TASK REQUIREMENTS:
Look below for the line containing "Exercise. Mark the green" and the line containing "[(538, 377)]"; repeat exactly those two lines and all lines between them, and nothing else.

PROVIDED DATA:
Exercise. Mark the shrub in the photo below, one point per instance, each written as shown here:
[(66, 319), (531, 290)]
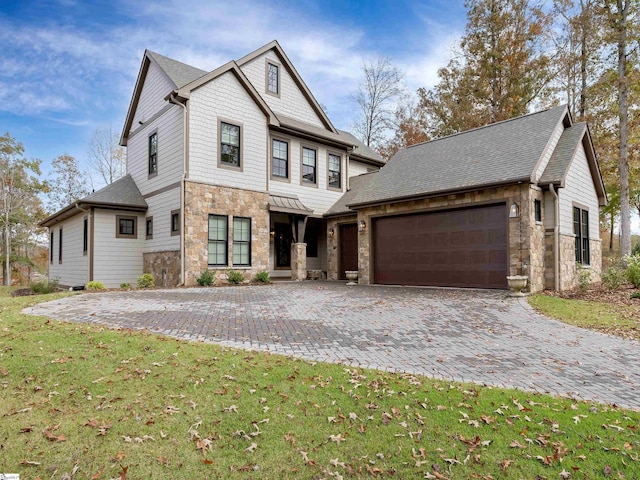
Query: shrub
[(235, 277), (95, 285), (45, 286), (262, 277), (145, 280), (633, 269), (613, 278), (584, 278), (206, 278)]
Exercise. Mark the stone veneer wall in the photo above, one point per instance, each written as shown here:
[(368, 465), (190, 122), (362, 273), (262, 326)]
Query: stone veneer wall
[(201, 200), (519, 241), (333, 248), (164, 266)]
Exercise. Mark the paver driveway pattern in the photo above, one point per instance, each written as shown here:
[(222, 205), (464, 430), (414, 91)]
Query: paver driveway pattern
[(465, 335)]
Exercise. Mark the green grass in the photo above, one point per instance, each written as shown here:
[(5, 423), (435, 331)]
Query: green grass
[(605, 317), (89, 402)]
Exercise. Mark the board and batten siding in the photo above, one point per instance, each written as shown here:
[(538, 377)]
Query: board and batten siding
[(160, 208), (74, 269), (170, 151), (156, 86), (291, 101), (116, 260), (224, 98), (579, 191)]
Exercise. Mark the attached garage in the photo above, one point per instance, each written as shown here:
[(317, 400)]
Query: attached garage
[(465, 247)]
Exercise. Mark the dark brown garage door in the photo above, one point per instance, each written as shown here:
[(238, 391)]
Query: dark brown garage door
[(454, 248)]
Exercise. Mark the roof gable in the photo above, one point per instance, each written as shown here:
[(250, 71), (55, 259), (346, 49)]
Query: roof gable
[(284, 60)]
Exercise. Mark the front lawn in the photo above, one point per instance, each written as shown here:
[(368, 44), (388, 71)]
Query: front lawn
[(82, 401)]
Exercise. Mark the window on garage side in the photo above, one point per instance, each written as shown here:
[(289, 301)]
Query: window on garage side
[(241, 241), (217, 248), (581, 232)]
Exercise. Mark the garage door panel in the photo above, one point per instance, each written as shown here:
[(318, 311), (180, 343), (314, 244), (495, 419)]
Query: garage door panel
[(462, 248)]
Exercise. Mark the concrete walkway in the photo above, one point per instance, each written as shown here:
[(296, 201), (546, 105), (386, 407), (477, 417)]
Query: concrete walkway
[(465, 335)]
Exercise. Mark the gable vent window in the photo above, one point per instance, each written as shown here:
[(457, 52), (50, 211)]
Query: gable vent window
[(581, 232), (273, 79)]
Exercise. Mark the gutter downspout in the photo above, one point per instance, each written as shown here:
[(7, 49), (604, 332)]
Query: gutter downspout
[(183, 182), (556, 235)]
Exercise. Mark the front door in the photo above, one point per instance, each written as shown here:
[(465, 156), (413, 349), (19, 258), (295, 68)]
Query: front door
[(348, 249), (282, 245)]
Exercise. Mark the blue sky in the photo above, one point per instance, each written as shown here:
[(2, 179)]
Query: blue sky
[(68, 67)]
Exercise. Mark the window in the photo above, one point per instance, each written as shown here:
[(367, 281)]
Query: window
[(60, 246), (153, 153), (149, 228), (279, 159), (175, 222), (217, 240), (308, 165), (273, 79), (126, 227), (229, 145), (85, 236), (242, 241), (581, 231), (537, 206), (334, 168)]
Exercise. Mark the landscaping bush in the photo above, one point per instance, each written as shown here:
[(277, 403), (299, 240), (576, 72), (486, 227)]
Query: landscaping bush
[(235, 277), (206, 278), (262, 277), (45, 286), (633, 269), (145, 280), (95, 285), (613, 278)]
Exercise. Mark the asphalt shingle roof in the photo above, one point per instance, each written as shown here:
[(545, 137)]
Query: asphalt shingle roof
[(179, 73), (497, 153), (563, 154)]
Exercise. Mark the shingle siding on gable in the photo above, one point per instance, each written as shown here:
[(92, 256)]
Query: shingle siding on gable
[(291, 102), (74, 269), (156, 87), (579, 188), (224, 98)]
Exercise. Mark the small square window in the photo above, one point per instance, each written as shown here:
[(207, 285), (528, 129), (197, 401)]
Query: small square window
[(126, 227)]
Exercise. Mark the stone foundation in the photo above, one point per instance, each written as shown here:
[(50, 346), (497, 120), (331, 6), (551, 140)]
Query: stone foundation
[(164, 266), (202, 200)]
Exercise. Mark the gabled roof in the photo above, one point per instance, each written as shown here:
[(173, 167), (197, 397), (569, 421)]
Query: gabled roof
[(123, 194), (356, 184), (275, 46), (497, 154)]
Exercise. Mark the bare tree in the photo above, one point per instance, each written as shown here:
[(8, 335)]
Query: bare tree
[(376, 97), (105, 155)]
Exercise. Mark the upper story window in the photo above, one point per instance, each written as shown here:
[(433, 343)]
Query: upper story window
[(581, 232), (126, 227), (273, 78), (335, 171), (229, 145), (279, 159), (153, 153), (308, 165)]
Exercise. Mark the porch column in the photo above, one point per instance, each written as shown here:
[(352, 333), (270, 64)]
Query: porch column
[(298, 261)]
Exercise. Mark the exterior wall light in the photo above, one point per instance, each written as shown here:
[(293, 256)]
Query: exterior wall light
[(514, 211)]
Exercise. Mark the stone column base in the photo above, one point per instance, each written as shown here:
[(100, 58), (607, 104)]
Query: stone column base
[(298, 261)]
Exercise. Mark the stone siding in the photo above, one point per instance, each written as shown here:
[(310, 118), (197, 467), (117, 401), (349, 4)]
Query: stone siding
[(202, 200), (164, 266)]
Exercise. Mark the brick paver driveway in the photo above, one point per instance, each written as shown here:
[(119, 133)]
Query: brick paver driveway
[(477, 336)]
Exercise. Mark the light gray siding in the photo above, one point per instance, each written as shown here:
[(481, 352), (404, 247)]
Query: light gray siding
[(117, 260), (74, 269)]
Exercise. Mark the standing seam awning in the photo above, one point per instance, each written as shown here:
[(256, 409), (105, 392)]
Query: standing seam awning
[(279, 203)]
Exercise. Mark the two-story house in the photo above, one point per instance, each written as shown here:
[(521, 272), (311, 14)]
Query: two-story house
[(232, 168)]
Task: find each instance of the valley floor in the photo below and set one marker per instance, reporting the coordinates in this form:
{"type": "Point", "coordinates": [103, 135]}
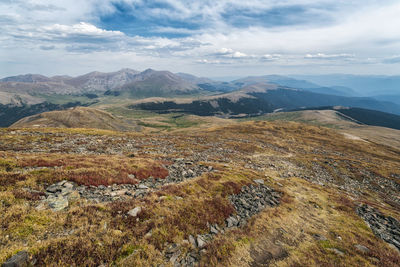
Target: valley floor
{"type": "Point", "coordinates": [253, 193]}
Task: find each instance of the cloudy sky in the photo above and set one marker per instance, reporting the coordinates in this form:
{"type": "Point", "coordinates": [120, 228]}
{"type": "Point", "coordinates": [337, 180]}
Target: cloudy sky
{"type": "Point", "coordinates": [203, 37]}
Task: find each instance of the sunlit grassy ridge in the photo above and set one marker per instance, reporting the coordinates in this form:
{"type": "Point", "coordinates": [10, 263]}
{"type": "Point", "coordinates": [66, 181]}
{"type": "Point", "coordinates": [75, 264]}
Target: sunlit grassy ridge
{"type": "Point", "coordinates": [322, 175]}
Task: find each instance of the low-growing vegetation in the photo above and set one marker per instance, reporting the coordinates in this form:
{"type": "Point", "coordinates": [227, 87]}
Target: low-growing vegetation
{"type": "Point", "coordinates": [322, 178]}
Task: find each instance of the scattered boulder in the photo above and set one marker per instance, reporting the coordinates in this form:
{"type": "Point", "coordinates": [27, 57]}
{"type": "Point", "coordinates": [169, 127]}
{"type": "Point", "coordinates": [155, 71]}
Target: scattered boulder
{"type": "Point", "coordinates": [336, 251]}
{"type": "Point", "coordinates": [58, 203]}
{"type": "Point", "coordinates": [134, 212]}
{"type": "Point", "coordinates": [18, 260]}
{"type": "Point", "coordinates": [252, 199]}
{"type": "Point", "coordinates": [362, 248]}
{"type": "Point", "coordinates": [259, 181]}
{"type": "Point", "coordinates": [384, 227]}
{"type": "Point", "coordinates": [201, 243]}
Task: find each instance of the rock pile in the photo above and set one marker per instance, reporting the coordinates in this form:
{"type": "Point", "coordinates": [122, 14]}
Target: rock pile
{"type": "Point", "coordinates": [18, 260]}
{"type": "Point", "coordinates": [251, 200]}
{"type": "Point", "coordinates": [384, 227]}
{"type": "Point", "coordinates": [58, 195]}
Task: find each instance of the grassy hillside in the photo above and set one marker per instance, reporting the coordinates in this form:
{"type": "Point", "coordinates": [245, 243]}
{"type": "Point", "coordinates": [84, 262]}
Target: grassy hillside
{"type": "Point", "coordinates": [181, 186]}
{"type": "Point", "coordinates": [79, 117]}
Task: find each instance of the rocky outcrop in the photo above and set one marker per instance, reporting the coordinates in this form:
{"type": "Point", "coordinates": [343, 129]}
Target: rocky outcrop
{"type": "Point", "coordinates": [384, 227]}
{"type": "Point", "coordinates": [21, 259]}
{"type": "Point", "coordinates": [248, 202]}
{"type": "Point", "coordinates": [57, 196]}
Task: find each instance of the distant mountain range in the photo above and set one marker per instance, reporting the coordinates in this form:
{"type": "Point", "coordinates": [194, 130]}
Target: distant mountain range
{"type": "Point", "coordinates": [257, 99]}
{"type": "Point", "coordinates": [30, 94]}
{"type": "Point", "coordinates": [365, 85]}
{"type": "Point", "coordinates": [148, 82]}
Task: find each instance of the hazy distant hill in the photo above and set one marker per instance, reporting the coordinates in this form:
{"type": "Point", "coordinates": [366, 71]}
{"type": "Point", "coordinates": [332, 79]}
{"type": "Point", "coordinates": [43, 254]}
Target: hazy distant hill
{"type": "Point", "coordinates": [79, 117]}
{"type": "Point", "coordinates": [147, 83]}
{"type": "Point", "coordinates": [263, 98]}
{"type": "Point", "coordinates": [158, 83]}
{"type": "Point", "coordinates": [11, 113]}
{"type": "Point", "coordinates": [367, 85]}
{"type": "Point", "coordinates": [367, 116]}
{"type": "Point", "coordinates": [295, 83]}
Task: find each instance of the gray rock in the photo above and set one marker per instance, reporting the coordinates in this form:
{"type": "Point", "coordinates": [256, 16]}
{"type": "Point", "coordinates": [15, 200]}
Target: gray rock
{"type": "Point", "coordinates": [58, 203]}
{"type": "Point", "coordinates": [201, 243]}
{"type": "Point", "coordinates": [192, 241]}
{"type": "Point", "coordinates": [18, 260]}
{"type": "Point", "coordinates": [319, 237]}
{"type": "Point", "coordinates": [134, 212]}
{"type": "Point", "coordinates": [361, 248]}
{"type": "Point", "coordinates": [213, 230]}
{"type": "Point", "coordinates": [336, 251]}
{"type": "Point", "coordinates": [53, 188]}
{"type": "Point", "coordinates": [259, 181]}
{"type": "Point", "coordinates": [68, 185]}
{"type": "Point", "coordinates": [142, 186]}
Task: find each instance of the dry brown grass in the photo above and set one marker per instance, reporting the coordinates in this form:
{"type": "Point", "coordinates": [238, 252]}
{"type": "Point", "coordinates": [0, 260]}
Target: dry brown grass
{"type": "Point", "coordinates": [88, 235]}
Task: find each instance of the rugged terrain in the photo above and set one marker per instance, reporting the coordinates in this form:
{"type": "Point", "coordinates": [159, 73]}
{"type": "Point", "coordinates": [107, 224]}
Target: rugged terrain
{"type": "Point", "coordinates": [76, 117]}
{"type": "Point", "coordinates": [166, 92]}
{"type": "Point", "coordinates": [252, 193]}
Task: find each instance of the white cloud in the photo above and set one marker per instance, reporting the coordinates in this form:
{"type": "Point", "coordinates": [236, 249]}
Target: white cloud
{"type": "Point", "coordinates": [359, 32]}
{"type": "Point", "coordinates": [329, 57]}
{"type": "Point", "coordinates": [82, 28]}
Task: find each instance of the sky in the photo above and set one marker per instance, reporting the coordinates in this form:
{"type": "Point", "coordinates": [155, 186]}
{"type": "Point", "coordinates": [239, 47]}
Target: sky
{"type": "Point", "coordinates": [203, 37]}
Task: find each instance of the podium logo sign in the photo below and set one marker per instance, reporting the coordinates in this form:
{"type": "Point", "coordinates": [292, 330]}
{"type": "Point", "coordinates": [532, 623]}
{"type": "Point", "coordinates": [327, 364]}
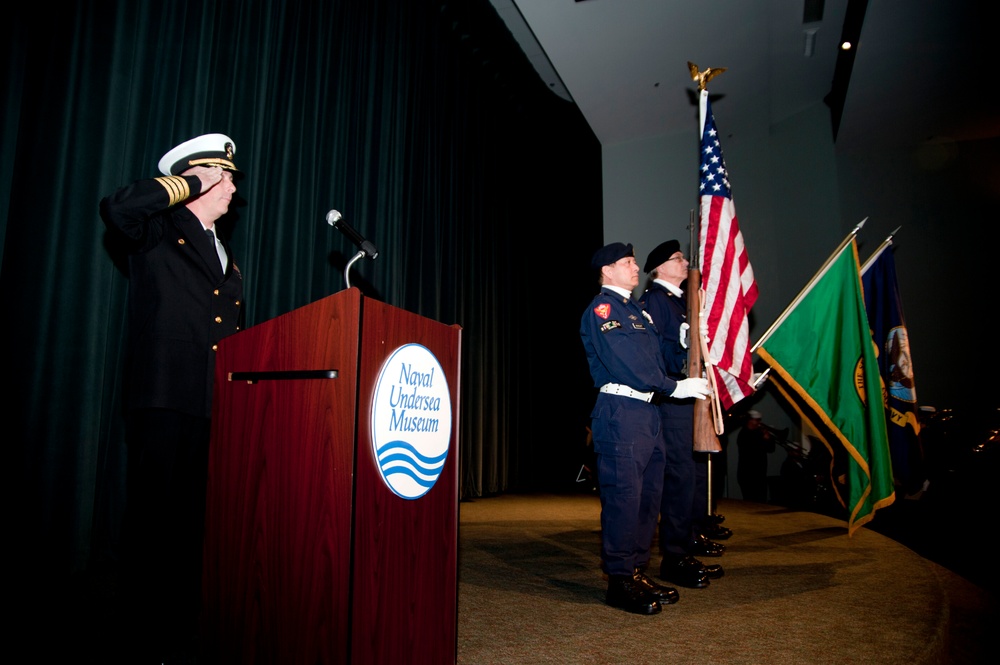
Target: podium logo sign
{"type": "Point", "coordinates": [411, 421]}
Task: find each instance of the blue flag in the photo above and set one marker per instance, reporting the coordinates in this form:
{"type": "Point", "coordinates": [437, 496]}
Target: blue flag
{"type": "Point", "coordinates": [885, 317]}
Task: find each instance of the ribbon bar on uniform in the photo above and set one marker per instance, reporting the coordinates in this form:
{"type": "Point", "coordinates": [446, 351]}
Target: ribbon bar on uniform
{"type": "Point", "coordinates": [625, 391]}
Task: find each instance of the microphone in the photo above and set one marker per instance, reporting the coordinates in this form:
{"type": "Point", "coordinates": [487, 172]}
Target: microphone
{"type": "Point", "coordinates": [336, 220]}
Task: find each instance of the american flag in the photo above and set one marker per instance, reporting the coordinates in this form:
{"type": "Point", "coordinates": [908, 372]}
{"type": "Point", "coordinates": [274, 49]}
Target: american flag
{"type": "Point", "coordinates": [727, 278]}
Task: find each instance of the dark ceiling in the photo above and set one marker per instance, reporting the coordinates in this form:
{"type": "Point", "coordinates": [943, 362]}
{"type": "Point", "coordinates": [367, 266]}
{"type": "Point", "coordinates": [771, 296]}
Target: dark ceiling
{"type": "Point", "coordinates": [915, 72]}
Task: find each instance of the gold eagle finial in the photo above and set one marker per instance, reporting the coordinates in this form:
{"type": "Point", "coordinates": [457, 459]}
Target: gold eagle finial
{"type": "Point", "coordinates": [704, 77]}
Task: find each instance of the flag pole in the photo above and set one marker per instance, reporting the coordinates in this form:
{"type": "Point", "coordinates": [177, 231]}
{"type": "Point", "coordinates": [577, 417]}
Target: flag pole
{"type": "Point", "coordinates": [812, 282]}
{"type": "Point", "coordinates": [879, 250]}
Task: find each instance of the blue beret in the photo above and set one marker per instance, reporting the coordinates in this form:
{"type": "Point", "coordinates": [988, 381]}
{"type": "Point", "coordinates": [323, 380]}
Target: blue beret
{"type": "Point", "coordinates": [608, 254]}
{"type": "Point", "coordinates": [661, 253]}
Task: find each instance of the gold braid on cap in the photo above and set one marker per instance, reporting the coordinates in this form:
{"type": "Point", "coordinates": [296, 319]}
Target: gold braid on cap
{"type": "Point", "coordinates": [176, 186]}
{"type": "Point", "coordinates": [212, 161]}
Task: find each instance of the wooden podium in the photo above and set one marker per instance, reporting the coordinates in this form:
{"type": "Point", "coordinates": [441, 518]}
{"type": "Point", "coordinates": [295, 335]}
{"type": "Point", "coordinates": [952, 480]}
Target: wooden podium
{"type": "Point", "coordinates": [310, 557]}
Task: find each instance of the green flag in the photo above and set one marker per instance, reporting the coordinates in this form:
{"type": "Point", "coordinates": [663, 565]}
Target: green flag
{"type": "Point", "coordinates": [823, 350]}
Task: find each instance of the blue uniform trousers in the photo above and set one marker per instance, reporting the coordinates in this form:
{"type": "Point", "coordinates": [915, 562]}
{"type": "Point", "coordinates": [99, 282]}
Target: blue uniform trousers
{"type": "Point", "coordinates": [678, 498]}
{"type": "Point", "coordinates": [628, 444]}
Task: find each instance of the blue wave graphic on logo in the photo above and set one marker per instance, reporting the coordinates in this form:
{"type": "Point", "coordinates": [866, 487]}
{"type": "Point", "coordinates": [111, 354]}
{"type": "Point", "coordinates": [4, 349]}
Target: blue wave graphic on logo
{"type": "Point", "coordinates": [401, 458]}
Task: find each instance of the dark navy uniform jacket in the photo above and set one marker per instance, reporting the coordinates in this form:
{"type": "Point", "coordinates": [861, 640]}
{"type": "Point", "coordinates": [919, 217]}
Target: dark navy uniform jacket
{"type": "Point", "coordinates": [621, 345]}
{"type": "Point", "coordinates": [180, 302]}
{"type": "Point", "coordinates": [668, 312]}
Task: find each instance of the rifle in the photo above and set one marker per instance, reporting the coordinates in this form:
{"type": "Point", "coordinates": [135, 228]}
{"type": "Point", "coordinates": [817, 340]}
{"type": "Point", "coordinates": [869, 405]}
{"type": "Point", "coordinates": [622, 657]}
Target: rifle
{"type": "Point", "coordinates": [706, 439]}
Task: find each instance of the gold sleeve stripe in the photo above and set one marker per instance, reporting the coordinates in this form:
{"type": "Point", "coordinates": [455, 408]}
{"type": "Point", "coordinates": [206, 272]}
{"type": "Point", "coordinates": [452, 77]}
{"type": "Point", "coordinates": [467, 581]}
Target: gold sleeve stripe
{"type": "Point", "coordinates": [176, 187]}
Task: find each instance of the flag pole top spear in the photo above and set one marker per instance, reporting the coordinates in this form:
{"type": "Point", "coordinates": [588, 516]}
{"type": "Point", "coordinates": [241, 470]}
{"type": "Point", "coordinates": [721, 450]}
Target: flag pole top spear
{"type": "Point", "coordinates": [878, 251]}
{"type": "Point", "coordinates": [704, 77]}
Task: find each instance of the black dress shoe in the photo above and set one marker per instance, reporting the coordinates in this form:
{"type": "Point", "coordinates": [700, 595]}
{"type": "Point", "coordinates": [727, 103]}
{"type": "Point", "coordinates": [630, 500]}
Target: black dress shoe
{"type": "Point", "coordinates": [627, 593]}
{"type": "Point", "coordinates": [705, 547]}
{"type": "Point", "coordinates": [666, 595]}
{"type": "Point", "coordinates": [684, 572]}
{"type": "Point", "coordinates": [716, 532]}
{"type": "Point", "coordinates": [712, 571]}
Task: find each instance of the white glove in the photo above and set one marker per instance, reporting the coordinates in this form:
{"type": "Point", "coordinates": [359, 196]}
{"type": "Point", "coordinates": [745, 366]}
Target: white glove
{"type": "Point", "coordinates": [693, 387]}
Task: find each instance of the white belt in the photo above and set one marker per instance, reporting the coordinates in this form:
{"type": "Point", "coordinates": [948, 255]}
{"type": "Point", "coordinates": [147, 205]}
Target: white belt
{"type": "Point", "coordinates": [625, 391]}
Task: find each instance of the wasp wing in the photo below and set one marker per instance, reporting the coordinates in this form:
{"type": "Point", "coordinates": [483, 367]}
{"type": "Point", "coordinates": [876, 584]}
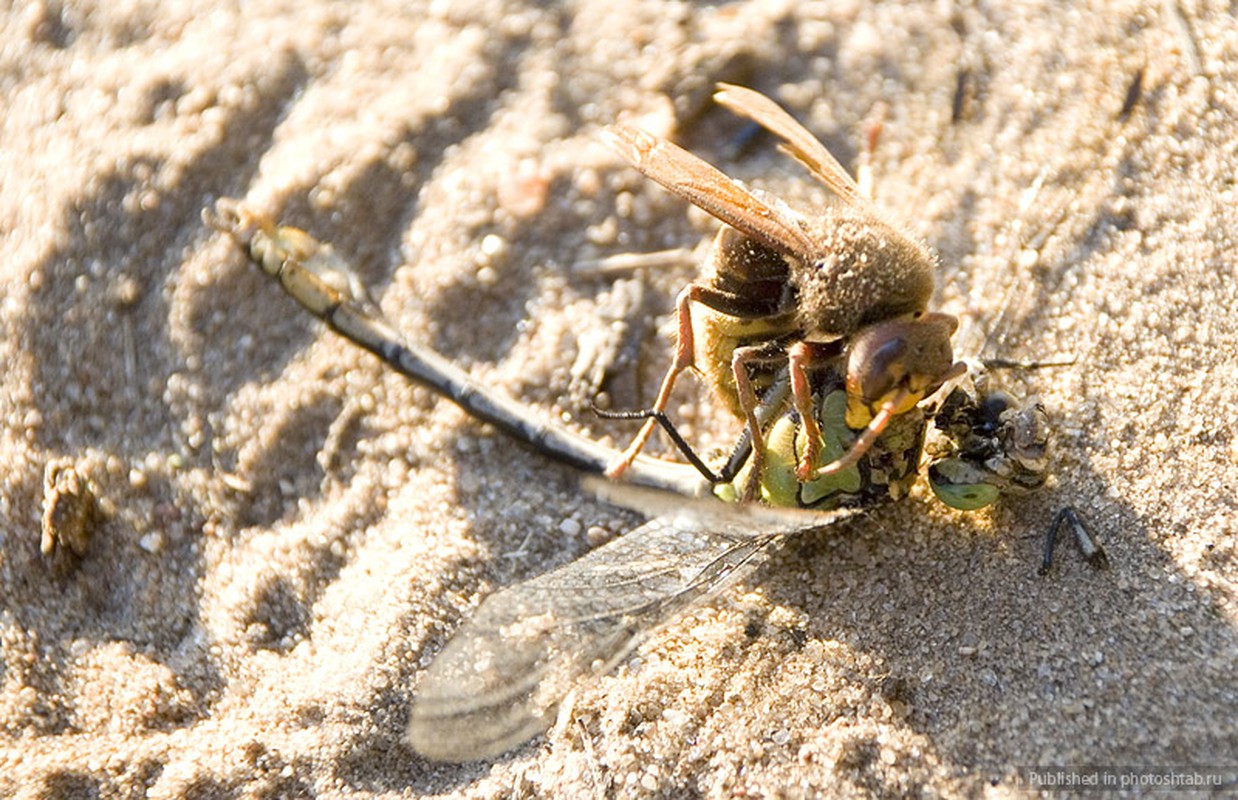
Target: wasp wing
{"type": "Point", "coordinates": [797, 141]}
{"type": "Point", "coordinates": [709, 190]}
{"type": "Point", "coordinates": [500, 679]}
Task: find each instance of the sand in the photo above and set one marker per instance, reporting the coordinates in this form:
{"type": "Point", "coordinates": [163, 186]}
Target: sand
{"type": "Point", "coordinates": [286, 533]}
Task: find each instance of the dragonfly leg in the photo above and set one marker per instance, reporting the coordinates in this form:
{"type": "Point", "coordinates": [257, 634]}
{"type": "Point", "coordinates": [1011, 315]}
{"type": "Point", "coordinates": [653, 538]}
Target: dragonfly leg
{"type": "Point", "coordinates": [685, 348]}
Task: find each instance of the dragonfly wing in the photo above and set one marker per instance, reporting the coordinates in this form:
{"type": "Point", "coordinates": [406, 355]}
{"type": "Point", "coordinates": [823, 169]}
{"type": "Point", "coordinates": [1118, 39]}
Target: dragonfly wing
{"type": "Point", "coordinates": [499, 680]}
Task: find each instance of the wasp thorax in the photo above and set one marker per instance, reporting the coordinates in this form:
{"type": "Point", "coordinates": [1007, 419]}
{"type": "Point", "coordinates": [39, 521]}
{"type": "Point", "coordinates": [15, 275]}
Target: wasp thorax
{"type": "Point", "coordinates": [864, 271]}
{"type": "Point", "coordinates": [744, 269]}
{"type": "Point", "coordinates": [910, 354]}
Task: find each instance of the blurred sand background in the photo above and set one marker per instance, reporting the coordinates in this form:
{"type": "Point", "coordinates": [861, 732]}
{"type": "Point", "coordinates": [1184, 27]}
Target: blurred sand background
{"type": "Point", "coordinates": [290, 533]}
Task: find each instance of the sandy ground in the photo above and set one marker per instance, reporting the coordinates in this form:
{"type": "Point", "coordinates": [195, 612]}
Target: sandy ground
{"type": "Point", "coordinates": [289, 533]}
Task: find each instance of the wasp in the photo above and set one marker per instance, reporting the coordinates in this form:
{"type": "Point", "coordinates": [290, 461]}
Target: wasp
{"type": "Point", "coordinates": [844, 290]}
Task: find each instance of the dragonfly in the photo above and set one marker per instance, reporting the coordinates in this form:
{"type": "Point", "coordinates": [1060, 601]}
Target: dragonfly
{"type": "Point", "coordinates": [500, 679]}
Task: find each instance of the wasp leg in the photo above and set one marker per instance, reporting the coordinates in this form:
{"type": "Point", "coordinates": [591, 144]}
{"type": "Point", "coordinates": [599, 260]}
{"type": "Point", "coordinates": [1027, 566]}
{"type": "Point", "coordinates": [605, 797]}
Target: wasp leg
{"type": "Point", "coordinates": [740, 360]}
{"type": "Point", "coordinates": [1092, 551]}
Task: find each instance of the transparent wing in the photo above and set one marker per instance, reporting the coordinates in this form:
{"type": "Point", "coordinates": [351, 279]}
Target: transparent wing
{"type": "Point", "coordinates": [709, 190]}
{"type": "Point", "coordinates": [499, 680]}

FINISHED EXERCISE:
Exercise. Mark the green grass in the photo above, one point per instance, each written as shown here:
[(5, 423), (435, 331)]
Query: green grass
[(605, 317), (89, 402)]
Exercise. Mark the board and batten siding in the photo above, one point per instance, each written as shown here:
[(538, 377)]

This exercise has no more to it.